■ Your task
Find each line in the records below that contains the word "rough" and copy it out in full. The match is case-sensitive.

■ Records provided
┌────────

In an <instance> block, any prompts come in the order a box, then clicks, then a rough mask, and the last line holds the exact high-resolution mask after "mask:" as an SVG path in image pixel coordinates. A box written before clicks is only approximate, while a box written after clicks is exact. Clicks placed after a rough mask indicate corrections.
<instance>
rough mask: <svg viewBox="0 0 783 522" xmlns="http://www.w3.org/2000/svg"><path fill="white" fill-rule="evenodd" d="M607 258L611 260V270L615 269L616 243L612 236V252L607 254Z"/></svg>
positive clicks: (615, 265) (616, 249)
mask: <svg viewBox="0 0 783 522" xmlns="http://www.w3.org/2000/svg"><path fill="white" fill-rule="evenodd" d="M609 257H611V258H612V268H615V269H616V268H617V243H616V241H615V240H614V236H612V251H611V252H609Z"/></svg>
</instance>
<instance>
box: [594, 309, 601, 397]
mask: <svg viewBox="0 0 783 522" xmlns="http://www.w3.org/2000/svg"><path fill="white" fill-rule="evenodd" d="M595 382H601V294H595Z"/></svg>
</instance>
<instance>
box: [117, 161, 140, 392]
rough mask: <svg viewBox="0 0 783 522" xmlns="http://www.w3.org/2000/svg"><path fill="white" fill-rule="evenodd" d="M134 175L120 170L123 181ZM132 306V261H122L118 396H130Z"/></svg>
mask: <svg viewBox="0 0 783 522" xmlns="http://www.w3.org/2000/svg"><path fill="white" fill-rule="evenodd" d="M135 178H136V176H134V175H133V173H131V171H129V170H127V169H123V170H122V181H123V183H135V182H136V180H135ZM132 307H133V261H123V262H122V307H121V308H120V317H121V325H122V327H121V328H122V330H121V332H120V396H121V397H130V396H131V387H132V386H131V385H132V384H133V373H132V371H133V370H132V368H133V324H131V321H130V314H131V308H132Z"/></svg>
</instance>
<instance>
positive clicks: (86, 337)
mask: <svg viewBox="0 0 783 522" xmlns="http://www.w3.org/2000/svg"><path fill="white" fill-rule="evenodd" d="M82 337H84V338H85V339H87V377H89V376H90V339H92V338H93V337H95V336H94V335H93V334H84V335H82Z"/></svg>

└────────

■ Finished exercise
In an <instance> block, any prompts come in the order a box, then clicks, then a rough mask, and the last line holds the exact high-resolution mask after "mask:" as an SVG path in image pixel coordinates. A box written before clicks is only approximate, while a box written after clicks is exact. Clicks placed after a rough mask indicate corrections.
rough mask: <svg viewBox="0 0 783 522" xmlns="http://www.w3.org/2000/svg"><path fill="white" fill-rule="evenodd" d="M607 258L611 260V270L615 269L616 243L612 236V252L607 254Z"/></svg>
rough mask: <svg viewBox="0 0 783 522" xmlns="http://www.w3.org/2000/svg"><path fill="white" fill-rule="evenodd" d="M134 175L120 170L123 181ZM132 306V261H122L118 396H130Z"/></svg>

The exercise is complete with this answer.